→ Set exercise: Find every line in the records below that contains the word "wiper", and copy each one.
..........
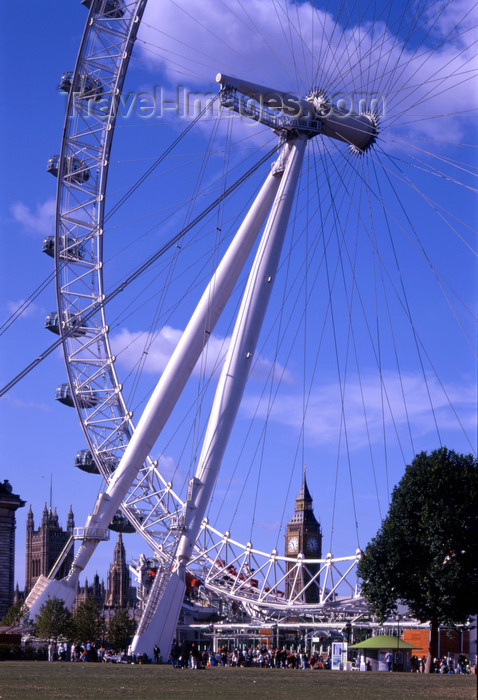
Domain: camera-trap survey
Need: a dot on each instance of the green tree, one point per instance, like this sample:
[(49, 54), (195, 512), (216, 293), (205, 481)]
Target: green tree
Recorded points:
[(120, 629), (16, 615), (88, 623), (425, 554), (53, 621)]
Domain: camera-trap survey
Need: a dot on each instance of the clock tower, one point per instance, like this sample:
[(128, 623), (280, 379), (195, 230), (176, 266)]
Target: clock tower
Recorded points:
[(303, 536)]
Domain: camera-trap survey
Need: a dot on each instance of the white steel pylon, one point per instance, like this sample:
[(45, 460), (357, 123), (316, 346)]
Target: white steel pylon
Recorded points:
[(166, 393), (308, 118), (232, 381)]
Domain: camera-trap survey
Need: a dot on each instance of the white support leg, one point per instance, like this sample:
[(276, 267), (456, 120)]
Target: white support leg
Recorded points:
[(229, 393), (178, 371)]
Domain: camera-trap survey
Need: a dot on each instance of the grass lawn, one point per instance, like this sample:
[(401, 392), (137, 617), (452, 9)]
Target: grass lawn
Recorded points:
[(36, 679)]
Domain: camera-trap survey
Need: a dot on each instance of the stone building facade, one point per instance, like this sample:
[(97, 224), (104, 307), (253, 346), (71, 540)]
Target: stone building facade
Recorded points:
[(9, 503), (43, 546)]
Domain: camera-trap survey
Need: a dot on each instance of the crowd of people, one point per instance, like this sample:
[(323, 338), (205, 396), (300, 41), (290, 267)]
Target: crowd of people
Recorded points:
[(188, 655)]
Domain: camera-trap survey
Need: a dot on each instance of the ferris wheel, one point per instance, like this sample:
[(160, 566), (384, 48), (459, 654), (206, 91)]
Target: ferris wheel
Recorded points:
[(346, 151)]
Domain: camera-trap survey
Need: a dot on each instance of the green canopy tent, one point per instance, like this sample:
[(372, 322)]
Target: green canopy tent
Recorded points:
[(385, 642), (372, 652)]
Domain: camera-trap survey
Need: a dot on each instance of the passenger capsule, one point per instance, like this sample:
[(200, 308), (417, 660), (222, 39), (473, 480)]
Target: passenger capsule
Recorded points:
[(75, 169), (73, 324), (86, 399), (72, 251), (84, 461), (121, 524), (86, 86)]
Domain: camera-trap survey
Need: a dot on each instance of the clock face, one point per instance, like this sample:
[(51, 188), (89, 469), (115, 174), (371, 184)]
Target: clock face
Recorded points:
[(312, 544)]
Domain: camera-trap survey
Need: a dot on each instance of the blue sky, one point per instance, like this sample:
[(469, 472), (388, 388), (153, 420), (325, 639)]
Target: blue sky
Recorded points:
[(405, 215)]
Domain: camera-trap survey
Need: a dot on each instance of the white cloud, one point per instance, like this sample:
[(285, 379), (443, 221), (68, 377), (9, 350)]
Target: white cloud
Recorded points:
[(422, 73), (129, 348), (41, 219)]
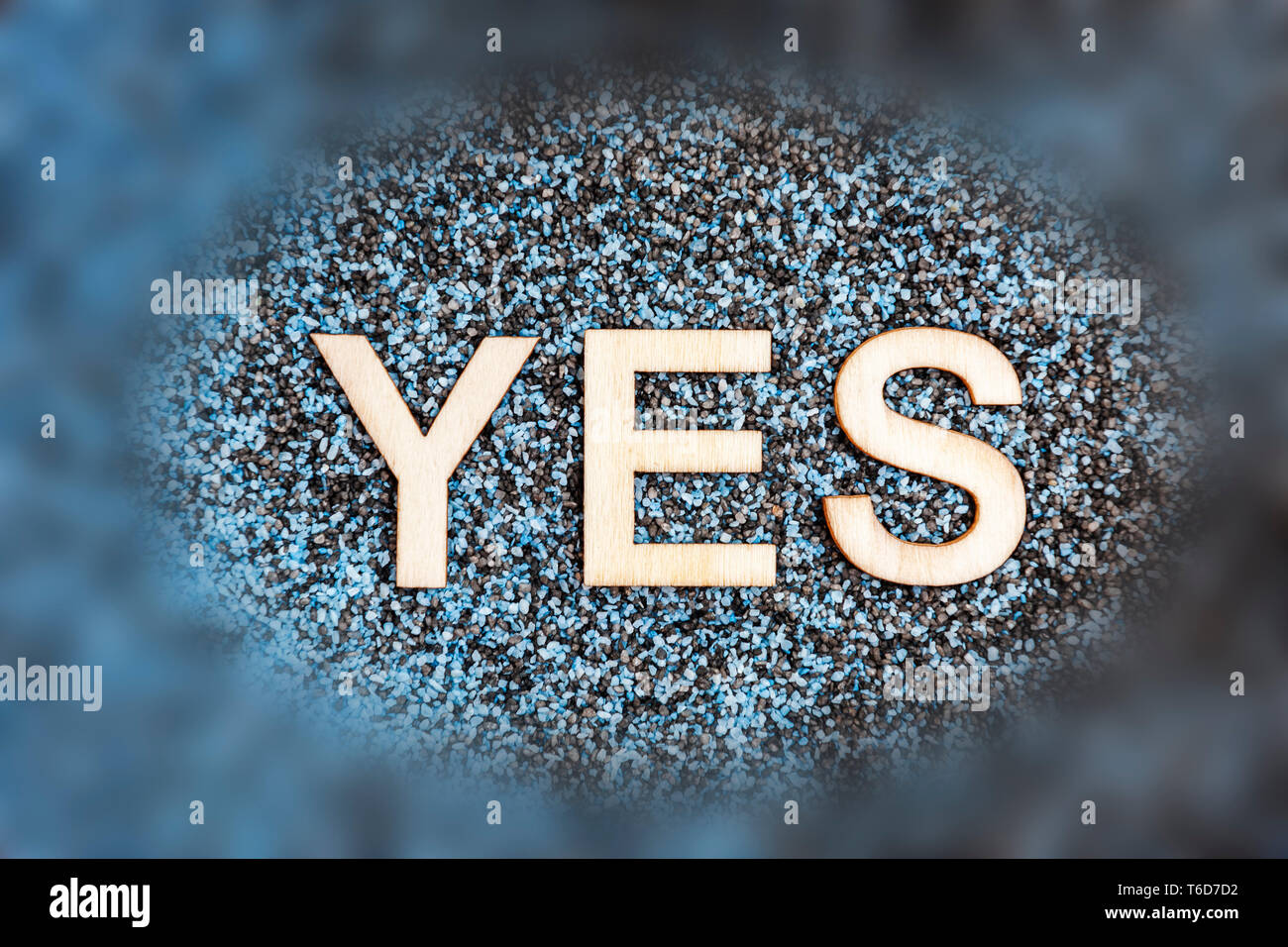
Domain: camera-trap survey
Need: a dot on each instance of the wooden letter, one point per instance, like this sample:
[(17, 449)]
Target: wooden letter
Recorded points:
[(925, 449), (423, 463), (616, 451)]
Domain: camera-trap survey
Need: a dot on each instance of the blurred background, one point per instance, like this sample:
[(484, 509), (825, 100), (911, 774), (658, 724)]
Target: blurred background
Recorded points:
[(154, 145)]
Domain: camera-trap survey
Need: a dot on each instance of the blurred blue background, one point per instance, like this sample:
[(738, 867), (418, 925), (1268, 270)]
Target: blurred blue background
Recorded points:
[(155, 144)]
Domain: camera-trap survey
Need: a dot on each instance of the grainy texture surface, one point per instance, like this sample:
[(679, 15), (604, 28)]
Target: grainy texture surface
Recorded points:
[(660, 204)]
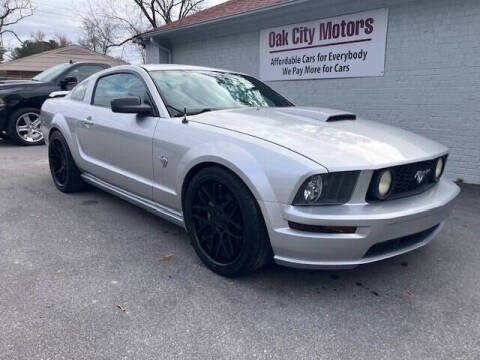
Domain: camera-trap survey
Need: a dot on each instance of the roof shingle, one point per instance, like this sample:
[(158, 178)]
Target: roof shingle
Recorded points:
[(227, 8)]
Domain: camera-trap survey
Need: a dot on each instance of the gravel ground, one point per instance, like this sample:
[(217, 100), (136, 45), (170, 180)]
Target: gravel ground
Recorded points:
[(88, 276)]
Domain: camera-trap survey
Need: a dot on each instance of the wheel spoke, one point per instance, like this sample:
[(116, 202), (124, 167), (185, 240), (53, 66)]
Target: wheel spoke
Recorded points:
[(36, 123), (217, 222), (26, 118), (204, 195)]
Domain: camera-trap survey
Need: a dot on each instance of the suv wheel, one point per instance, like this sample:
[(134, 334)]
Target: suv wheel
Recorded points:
[(24, 127)]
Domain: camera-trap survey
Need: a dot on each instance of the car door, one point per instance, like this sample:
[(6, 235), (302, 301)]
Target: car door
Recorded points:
[(117, 148)]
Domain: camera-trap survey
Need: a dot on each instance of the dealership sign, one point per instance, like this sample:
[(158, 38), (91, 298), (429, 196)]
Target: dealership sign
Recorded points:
[(344, 46)]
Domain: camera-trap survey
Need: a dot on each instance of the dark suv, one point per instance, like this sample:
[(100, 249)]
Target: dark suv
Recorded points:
[(21, 100)]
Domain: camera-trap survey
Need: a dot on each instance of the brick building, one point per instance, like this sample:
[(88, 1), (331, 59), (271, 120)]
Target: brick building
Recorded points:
[(425, 77)]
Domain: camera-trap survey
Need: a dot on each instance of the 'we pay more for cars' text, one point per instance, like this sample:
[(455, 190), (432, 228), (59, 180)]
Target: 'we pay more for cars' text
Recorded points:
[(331, 62)]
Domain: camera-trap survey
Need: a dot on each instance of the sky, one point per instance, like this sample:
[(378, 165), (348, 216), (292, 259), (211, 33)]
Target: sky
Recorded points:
[(63, 17)]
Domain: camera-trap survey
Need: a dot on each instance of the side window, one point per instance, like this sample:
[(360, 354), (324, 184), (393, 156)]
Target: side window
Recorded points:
[(81, 72), (118, 85), (78, 92)]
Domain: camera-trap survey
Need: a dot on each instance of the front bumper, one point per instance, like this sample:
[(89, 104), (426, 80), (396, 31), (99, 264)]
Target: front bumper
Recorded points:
[(407, 224)]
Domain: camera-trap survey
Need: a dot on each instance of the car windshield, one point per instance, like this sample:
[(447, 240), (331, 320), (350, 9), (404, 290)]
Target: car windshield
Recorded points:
[(51, 73), (200, 91)]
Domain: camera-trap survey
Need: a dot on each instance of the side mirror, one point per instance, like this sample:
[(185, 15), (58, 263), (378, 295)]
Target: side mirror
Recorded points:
[(131, 105), (57, 94), (68, 81)]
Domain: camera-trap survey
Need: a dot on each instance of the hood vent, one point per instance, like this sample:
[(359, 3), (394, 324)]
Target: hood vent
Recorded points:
[(341, 117)]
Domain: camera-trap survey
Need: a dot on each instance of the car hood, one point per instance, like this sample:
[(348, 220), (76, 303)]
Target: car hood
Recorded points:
[(7, 84), (320, 135)]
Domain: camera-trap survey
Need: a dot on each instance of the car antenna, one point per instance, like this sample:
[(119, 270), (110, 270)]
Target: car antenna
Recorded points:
[(185, 120)]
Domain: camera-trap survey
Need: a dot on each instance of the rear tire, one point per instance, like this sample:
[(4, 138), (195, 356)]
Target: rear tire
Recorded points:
[(24, 127), (225, 223), (65, 174)]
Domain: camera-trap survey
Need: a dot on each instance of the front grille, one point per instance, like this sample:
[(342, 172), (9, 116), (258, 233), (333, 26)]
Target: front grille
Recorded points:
[(399, 243), (404, 182)]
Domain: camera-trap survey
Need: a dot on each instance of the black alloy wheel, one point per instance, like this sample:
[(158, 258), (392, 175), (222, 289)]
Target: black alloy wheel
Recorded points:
[(225, 223), (66, 176), (57, 156), (218, 222)]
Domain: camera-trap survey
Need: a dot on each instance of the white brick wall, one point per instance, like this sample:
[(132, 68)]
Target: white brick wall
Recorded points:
[(432, 74)]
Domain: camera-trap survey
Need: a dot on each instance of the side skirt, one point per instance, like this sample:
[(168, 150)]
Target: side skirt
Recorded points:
[(151, 206)]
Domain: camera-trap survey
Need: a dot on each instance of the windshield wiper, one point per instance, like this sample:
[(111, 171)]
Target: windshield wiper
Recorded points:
[(187, 112)]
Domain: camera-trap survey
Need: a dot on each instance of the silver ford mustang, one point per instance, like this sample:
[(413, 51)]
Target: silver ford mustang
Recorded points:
[(248, 174)]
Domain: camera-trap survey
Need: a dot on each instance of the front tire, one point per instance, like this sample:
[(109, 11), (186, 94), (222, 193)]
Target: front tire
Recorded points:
[(65, 174), (225, 223), (25, 128)]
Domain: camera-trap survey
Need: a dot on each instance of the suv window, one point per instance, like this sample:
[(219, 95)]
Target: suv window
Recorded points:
[(81, 72), (118, 85), (78, 92)]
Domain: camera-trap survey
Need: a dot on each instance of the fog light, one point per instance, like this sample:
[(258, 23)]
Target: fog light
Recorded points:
[(313, 190), (385, 183), (439, 169)]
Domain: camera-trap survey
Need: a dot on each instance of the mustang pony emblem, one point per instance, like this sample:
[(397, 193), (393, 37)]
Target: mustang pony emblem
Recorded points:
[(420, 175)]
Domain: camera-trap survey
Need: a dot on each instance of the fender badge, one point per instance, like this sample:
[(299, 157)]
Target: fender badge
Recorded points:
[(164, 161), (420, 175)]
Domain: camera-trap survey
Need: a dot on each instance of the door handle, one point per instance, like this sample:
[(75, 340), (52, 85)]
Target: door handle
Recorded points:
[(87, 122)]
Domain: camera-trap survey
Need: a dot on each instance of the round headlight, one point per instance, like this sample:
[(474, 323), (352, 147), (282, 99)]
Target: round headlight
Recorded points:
[(313, 189), (385, 183), (439, 169)]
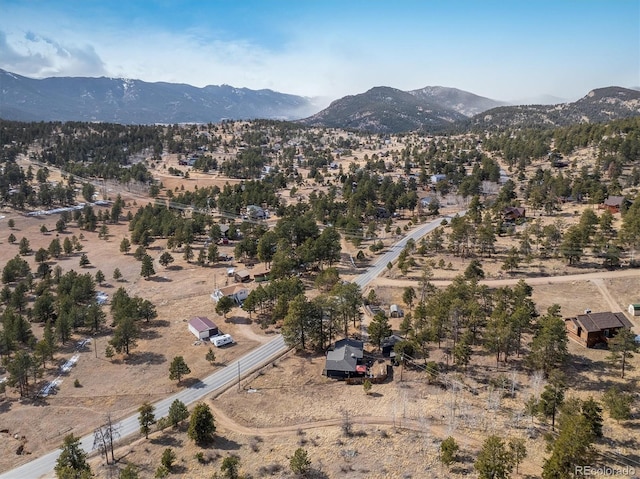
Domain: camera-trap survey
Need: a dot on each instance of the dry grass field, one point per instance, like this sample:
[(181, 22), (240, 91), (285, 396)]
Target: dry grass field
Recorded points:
[(289, 404)]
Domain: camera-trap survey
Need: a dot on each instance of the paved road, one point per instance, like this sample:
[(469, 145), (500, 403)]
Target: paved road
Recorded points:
[(382, 262), (44, 465)]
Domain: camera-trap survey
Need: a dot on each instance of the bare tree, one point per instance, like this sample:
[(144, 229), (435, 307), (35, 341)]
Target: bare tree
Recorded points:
[(347, 425)]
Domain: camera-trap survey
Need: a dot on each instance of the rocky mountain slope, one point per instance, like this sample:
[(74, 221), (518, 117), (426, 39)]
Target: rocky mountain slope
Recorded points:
[(127, 101), (386, 110), (598, 106)]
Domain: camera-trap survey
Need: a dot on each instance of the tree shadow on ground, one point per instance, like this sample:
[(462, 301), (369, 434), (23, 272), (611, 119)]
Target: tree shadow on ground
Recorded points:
[(192, 383), (226, 444), (149, 334), (159, 279), (238, 320), (167, 439), (157, 323), (147, 357), (5, 405)]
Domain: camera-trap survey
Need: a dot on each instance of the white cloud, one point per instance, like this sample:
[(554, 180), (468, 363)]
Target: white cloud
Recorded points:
[(40, 56)]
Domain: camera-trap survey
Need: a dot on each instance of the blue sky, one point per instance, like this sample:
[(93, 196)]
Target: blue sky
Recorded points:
[(507, 50)]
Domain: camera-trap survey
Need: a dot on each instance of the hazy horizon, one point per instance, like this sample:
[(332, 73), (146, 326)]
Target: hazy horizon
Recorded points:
[(507, 52)]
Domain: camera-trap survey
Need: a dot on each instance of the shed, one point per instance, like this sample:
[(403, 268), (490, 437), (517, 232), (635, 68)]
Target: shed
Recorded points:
[(614, 203), (261, 277), (202, 327), (590, 329), (236, 292), (395, 311), (242, 276)]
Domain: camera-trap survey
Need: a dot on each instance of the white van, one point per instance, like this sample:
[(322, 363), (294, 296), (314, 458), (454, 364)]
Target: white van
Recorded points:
[(221, 340)]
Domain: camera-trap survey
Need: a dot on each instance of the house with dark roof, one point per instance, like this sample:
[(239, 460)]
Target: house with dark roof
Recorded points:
[(345, 360), (513, 213), (590, 329), (202, 327), (614, 203)]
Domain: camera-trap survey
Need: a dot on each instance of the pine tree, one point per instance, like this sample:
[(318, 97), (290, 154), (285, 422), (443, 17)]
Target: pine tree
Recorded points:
[(449, 451), (621, 347), (201, 425), (146, 418), (178, 412), (72, 462), (178, 368), (494, 460), (146, 269), (300, 462)]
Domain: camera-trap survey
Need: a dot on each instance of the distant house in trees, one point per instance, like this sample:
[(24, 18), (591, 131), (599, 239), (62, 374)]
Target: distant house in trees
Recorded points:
[(590, 329), (425, 201), (634, 309), (242, 276), (236, 292), (388, 344), (437, 178), (255, 212), (395, 311), (202, 327), (513, 213), (614, 204), (345, 360)]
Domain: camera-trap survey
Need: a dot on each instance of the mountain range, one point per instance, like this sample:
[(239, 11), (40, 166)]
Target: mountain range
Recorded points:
[(126, 101), (380, 110)]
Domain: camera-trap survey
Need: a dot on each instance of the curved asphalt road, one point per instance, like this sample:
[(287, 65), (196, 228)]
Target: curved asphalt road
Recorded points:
[(44, 465)]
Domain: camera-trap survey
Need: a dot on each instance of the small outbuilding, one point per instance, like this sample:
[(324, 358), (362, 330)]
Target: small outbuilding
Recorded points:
[(388, 344), (395, 311), (202, 327), (615, 203), (242, 276), (590, 329), (236, 292)]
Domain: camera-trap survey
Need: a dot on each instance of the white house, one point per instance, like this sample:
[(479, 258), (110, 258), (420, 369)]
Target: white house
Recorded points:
[(437, 178), (237, 292), (202, 327)]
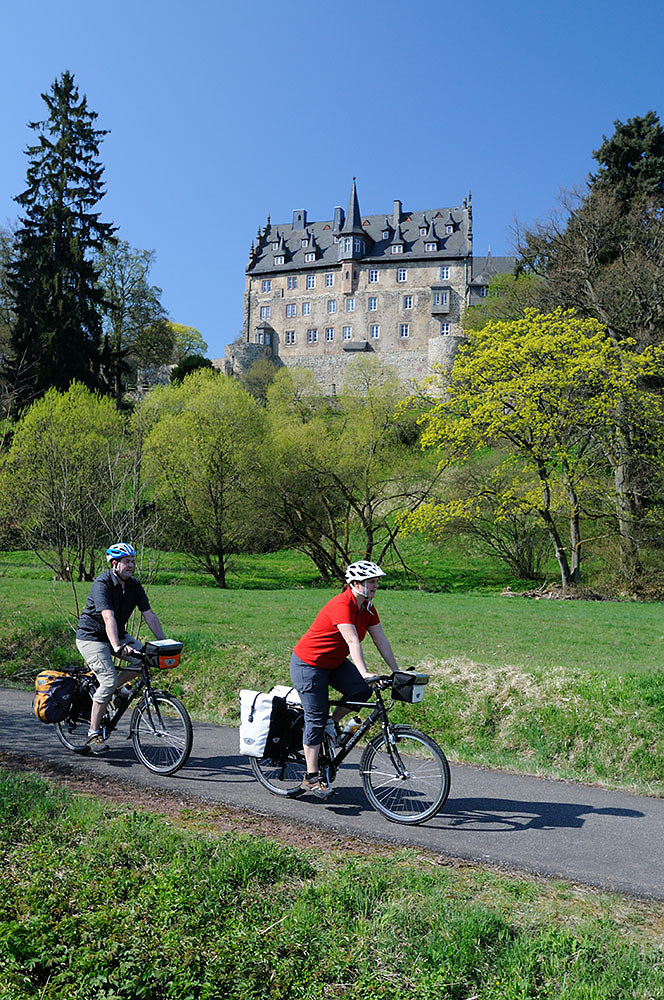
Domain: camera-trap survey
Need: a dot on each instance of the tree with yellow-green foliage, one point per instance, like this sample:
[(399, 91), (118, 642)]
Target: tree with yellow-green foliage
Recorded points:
[(63, 483), (547, 390), (202, 444)]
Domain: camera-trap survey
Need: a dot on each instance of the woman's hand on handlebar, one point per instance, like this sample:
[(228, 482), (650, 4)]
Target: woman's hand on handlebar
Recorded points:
[(381, 681)]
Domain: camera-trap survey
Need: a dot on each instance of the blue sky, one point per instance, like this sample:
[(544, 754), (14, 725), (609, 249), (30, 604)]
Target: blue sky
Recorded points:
[(220, 113)]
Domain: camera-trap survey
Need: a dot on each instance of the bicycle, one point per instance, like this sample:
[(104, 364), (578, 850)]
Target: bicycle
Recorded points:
[(405, 774), (160, 728)]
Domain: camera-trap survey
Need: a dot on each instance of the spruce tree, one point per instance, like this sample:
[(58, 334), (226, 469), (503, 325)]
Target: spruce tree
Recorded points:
[(58, 302)]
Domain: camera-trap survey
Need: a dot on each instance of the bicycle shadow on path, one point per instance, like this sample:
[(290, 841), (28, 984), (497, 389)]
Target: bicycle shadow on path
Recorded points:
[(475, 814), (483, 814)]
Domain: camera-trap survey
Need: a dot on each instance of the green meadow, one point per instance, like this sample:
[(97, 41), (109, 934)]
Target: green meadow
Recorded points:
[(571, 689)]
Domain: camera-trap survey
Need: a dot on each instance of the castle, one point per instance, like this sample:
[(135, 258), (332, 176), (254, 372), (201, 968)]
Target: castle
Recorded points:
[(319, 293)]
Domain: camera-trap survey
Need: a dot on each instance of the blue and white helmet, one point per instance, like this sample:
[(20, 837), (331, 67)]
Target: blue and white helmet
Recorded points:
[(363, 570), (119, 550)]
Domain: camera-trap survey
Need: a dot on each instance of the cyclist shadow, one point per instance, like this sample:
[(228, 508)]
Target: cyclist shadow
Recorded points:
[(499, 815)]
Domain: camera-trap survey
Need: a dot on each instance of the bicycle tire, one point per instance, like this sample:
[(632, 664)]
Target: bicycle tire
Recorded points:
[(281, 777), (415, 797), (73, 731), (161, 733)]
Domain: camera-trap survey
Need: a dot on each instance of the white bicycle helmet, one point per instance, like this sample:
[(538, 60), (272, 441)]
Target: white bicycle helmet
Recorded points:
[(119, 550), (363, 570)]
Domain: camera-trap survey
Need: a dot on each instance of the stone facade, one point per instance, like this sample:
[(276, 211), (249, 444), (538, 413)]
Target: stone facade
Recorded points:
[(317, 294)]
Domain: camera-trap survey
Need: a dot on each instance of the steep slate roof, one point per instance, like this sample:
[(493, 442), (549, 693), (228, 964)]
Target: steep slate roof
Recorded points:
[(450, 246), (486, 268)]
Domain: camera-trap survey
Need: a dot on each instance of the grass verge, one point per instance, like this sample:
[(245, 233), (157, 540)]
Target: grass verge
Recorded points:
[(110, 902)]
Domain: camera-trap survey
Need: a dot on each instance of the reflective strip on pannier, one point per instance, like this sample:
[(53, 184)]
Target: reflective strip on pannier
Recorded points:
[(54, 691)]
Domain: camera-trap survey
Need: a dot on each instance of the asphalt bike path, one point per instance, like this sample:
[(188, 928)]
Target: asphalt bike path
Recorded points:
[(611, 840)]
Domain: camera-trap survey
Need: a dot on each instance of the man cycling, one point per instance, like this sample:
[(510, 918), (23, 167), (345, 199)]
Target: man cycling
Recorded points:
[(320, 659), (100, 634)]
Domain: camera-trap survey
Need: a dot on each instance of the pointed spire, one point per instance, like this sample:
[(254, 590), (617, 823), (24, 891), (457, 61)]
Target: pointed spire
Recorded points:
[(353, 223)]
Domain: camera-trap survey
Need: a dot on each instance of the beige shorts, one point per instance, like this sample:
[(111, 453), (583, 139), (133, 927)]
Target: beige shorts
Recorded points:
[(98, 657)]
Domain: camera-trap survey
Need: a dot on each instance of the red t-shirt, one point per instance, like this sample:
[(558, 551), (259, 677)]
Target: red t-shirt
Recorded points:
[(323, 645)]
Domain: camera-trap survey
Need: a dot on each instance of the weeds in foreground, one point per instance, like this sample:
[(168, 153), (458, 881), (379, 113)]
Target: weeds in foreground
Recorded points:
[(100, 902)]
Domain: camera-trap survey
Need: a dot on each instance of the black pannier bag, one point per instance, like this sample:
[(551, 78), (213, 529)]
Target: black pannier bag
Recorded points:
[(408, 685), (271, 723)]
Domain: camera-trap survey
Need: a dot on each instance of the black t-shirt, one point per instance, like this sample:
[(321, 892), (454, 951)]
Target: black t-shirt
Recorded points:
[(106, 594)]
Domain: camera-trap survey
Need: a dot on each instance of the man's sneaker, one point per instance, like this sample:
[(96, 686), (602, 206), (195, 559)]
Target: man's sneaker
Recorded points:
[(316, 786), (97, 743)]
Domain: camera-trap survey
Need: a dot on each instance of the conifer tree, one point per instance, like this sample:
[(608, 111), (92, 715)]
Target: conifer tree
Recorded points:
[(57, 335)]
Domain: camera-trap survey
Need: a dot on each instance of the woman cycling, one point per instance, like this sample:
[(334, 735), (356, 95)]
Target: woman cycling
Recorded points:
[(320, 658)]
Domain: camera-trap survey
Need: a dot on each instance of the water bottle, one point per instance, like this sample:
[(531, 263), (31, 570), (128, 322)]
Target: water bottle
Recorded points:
[(351, 727), (331, 732)]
..........
→ Written solution:
Need: a dot on each instance of the windshield wiper, one point per instance, like this sample:
Target: windshield wiper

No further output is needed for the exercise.